Go through the data and retrieve each line that includes the string "WHERE".

*INPUT*
____________
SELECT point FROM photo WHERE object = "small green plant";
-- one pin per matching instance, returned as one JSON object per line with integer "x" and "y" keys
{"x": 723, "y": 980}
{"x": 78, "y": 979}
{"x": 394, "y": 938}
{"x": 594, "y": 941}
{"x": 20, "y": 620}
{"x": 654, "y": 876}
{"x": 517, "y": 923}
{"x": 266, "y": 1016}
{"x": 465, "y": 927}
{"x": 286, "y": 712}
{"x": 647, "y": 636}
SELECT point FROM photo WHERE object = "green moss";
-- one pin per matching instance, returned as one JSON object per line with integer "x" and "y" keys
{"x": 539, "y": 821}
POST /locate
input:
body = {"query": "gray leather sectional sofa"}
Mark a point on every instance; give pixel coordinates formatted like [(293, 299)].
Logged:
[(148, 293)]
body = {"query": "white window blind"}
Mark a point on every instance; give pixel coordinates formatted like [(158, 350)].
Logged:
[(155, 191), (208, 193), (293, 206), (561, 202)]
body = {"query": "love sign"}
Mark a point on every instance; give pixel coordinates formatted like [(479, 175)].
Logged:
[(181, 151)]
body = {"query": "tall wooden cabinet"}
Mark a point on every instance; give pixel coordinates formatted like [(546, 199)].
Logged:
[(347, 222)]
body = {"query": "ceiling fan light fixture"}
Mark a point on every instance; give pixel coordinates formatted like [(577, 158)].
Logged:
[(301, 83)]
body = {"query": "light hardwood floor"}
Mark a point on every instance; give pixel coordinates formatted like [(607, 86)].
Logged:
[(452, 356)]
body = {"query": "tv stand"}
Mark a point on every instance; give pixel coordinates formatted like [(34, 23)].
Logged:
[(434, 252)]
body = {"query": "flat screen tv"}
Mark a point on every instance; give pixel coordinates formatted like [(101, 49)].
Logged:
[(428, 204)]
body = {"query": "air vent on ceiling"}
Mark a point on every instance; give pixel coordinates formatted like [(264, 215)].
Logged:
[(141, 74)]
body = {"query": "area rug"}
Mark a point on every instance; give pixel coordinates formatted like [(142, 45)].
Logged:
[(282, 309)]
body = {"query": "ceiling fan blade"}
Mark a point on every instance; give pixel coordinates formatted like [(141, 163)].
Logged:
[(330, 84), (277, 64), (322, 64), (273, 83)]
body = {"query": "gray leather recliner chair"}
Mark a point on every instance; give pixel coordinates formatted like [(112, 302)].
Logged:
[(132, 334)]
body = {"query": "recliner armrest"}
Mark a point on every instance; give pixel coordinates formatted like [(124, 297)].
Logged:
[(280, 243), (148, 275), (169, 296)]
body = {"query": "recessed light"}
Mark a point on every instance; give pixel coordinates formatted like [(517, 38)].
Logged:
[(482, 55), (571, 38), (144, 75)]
____________
*RESPONSE TO THE TASK*
SELECT point FROM photo WHERE object = "small green plant";
SELECT point FROM photo WHERE object = "green moss";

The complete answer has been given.